▸ **WORK ORDER**: Produce word for word the lines of the data below running from the one that has "put a marker on the blue shirt" to the one that has "put a marker on the concrete pillar", inclusive, and no others.
━━━ DATA IN THIS EXERCISE ━━━
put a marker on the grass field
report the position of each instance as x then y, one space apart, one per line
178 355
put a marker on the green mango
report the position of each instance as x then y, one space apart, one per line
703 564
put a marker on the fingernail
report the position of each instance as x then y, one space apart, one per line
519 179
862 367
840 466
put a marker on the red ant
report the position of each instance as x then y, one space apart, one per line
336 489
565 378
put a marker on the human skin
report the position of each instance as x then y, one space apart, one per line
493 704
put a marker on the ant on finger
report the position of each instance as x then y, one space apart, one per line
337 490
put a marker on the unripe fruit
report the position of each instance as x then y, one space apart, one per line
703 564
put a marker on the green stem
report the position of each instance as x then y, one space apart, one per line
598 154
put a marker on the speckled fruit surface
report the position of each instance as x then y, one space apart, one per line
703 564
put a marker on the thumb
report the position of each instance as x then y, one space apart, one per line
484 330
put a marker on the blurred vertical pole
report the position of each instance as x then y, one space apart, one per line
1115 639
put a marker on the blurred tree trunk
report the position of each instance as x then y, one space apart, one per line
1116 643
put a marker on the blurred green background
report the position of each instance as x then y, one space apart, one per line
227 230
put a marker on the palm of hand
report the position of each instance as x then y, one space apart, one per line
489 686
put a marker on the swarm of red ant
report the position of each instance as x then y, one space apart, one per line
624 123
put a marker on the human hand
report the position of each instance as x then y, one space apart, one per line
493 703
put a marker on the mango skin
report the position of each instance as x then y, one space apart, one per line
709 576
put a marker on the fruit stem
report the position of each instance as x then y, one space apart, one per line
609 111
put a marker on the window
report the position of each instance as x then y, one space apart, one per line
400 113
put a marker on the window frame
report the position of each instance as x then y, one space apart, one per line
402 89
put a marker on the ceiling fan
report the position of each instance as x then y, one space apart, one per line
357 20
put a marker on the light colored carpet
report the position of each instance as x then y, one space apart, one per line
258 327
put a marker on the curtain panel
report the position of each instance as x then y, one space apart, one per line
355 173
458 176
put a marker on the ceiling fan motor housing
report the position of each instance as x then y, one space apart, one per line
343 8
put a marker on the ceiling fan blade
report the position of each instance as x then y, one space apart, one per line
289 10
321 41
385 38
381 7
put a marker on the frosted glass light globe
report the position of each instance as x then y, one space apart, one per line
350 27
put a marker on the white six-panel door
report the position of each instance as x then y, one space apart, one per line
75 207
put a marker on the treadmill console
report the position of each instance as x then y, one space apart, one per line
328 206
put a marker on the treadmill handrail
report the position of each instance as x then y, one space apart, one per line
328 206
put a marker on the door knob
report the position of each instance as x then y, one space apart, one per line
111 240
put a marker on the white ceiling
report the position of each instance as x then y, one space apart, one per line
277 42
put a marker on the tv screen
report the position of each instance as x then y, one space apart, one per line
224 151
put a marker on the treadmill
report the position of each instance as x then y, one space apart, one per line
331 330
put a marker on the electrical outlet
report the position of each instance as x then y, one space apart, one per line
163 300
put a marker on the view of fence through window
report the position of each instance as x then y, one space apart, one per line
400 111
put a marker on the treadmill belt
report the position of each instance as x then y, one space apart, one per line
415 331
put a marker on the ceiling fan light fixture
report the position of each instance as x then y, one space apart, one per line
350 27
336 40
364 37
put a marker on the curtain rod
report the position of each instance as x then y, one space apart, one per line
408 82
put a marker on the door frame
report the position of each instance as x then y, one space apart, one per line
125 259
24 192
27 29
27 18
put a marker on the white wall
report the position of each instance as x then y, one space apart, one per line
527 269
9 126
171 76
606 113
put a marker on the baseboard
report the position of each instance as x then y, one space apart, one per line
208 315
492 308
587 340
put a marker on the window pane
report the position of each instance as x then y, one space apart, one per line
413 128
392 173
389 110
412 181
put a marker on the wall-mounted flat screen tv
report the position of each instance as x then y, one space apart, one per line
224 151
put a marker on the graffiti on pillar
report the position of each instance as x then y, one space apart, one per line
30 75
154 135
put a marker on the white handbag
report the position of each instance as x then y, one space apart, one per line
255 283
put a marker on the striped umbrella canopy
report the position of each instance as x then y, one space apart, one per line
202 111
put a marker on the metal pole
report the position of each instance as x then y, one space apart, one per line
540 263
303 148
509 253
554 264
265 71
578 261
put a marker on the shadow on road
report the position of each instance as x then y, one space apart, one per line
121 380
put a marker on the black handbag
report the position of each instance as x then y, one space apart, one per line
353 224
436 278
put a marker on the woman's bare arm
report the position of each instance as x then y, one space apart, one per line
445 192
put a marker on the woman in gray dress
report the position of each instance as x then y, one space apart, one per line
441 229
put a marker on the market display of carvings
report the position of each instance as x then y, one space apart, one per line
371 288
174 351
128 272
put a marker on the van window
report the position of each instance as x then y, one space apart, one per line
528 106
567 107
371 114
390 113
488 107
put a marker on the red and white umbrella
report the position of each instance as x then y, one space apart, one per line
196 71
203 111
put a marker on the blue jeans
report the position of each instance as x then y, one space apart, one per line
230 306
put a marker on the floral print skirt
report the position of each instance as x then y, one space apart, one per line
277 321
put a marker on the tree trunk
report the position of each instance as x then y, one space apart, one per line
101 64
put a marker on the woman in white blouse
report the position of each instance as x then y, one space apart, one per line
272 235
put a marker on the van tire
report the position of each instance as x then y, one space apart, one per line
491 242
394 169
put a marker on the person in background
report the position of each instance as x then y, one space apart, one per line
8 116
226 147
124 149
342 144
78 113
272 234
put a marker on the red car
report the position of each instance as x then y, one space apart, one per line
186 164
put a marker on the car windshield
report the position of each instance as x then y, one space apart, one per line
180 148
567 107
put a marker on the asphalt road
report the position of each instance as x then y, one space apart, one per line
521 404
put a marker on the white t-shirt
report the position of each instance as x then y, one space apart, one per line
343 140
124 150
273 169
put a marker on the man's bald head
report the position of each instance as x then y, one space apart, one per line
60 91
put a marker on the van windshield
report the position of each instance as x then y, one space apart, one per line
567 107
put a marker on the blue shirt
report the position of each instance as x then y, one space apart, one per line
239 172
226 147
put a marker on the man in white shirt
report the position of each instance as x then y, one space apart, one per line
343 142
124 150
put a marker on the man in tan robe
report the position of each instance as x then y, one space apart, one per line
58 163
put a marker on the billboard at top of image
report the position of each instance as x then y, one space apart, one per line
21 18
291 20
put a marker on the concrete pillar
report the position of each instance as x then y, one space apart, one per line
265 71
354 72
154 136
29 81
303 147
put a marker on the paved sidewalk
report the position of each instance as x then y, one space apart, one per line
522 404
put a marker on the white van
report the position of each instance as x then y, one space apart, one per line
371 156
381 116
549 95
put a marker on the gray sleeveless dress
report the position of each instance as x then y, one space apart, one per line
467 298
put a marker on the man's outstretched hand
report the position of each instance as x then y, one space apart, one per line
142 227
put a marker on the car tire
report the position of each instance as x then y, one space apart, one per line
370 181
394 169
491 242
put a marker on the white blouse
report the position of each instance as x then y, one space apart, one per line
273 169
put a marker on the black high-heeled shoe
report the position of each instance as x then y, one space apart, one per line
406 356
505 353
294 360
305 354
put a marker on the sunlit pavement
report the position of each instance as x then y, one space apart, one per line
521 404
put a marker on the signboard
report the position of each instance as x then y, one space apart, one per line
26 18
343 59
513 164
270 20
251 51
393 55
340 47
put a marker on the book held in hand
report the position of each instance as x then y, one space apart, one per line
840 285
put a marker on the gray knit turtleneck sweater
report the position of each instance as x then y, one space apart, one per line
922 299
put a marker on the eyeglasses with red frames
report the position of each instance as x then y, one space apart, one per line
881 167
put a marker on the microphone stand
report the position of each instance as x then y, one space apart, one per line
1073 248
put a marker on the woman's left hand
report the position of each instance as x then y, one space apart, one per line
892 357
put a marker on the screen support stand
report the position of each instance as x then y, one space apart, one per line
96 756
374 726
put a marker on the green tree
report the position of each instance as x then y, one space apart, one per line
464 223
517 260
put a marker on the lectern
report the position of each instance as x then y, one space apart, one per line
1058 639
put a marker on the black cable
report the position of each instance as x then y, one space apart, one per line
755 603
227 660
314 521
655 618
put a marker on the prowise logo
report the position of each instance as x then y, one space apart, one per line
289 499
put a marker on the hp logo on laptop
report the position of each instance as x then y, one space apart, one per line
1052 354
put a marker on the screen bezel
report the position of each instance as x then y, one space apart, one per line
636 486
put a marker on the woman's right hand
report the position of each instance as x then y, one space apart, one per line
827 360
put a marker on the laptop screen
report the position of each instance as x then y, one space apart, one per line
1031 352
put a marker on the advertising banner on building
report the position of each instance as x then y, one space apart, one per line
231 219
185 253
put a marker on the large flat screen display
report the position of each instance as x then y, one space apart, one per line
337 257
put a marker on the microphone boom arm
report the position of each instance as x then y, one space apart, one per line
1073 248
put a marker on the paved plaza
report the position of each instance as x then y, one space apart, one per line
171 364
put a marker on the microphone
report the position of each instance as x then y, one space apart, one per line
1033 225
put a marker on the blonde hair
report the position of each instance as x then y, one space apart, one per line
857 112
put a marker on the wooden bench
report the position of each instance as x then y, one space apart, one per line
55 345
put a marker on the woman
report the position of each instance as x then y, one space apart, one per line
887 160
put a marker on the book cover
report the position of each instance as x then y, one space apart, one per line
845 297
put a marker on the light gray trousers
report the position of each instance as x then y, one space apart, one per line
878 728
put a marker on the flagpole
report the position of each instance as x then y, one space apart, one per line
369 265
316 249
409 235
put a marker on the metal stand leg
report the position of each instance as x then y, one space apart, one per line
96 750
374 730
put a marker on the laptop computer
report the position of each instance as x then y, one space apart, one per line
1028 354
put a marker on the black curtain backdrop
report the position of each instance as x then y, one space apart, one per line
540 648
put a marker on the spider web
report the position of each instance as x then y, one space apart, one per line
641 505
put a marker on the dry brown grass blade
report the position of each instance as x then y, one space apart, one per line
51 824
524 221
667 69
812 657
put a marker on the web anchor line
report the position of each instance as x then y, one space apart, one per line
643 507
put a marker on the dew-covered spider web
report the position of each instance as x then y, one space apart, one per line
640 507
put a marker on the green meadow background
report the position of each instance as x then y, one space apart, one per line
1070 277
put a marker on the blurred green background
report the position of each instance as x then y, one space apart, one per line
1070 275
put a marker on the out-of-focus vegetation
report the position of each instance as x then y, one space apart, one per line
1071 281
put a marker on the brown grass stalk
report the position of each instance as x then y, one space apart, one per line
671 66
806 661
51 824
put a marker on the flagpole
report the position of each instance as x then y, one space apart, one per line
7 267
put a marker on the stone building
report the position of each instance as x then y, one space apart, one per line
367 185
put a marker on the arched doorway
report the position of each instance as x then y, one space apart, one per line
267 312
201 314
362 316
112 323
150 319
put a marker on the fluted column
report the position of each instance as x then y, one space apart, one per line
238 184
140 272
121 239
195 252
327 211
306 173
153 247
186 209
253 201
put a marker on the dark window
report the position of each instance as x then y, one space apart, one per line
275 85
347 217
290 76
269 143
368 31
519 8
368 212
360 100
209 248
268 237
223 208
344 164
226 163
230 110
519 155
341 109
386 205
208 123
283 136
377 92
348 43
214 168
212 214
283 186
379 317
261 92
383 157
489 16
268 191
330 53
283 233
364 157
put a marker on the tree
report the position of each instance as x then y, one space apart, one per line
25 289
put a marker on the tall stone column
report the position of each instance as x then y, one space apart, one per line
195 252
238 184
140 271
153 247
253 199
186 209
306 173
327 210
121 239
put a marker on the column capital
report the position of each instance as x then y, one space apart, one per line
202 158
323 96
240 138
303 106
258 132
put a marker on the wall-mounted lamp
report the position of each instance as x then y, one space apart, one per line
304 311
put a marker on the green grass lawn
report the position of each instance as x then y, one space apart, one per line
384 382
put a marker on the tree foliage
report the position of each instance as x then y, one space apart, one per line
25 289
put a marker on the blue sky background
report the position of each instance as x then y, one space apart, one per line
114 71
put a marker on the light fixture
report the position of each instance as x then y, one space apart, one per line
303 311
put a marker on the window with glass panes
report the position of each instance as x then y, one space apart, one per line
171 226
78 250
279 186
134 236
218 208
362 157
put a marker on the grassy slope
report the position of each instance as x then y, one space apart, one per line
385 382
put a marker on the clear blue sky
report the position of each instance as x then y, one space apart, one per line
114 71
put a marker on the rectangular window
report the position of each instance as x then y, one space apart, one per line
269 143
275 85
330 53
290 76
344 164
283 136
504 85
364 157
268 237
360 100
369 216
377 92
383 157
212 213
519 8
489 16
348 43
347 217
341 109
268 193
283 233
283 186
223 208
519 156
━━━
▸ **ANSWER AREA**:
put a marker on the blue shirt
report the position of each instance as x then y, one space apart, one per line
239 172
226 147
put a marker on the man in white shirt
report the position of each instance as x then y, one space apart, one per line
343 142
124 150
put a marker on the man in tan robe
report the position of each instance as x then y, one space apart, one per line
58 163
put a marker on the billboard at top of image
report the position of each instance as x then y, one space apart, one per line
21 18
291 20
put a marker on the concrete pillar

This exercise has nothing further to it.